_Your goal_
Pictures stay out of the copy; set down each line of the listing below exactly.

_Given data_
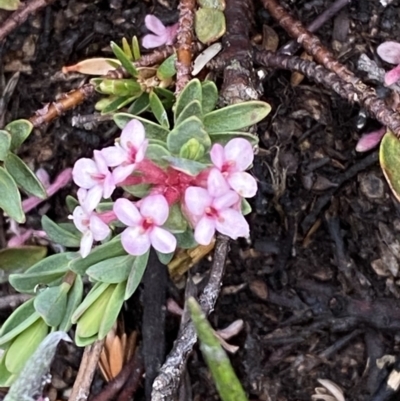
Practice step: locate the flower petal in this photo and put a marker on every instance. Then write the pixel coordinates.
(127, 212)
(196, 200)
(99, 229)
(162, 240)
(241, 152)
(243, 183)
(156, 207)
(154, 25)
(135, 241)
(217, 155)
(232, 223)
(204, 230)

_Result of this task_
Practice step: locate the flower petal in this photo and put a marker on every instance. Then write the pixel coordinates.
(127, 212)
(196, 200)
(99, 229)
(162, 240)
(241, 152)
(243, 183)
(156, 207)
(154, 25)
(135, 241)
(217, 155)
(232, 223)
(204, 230)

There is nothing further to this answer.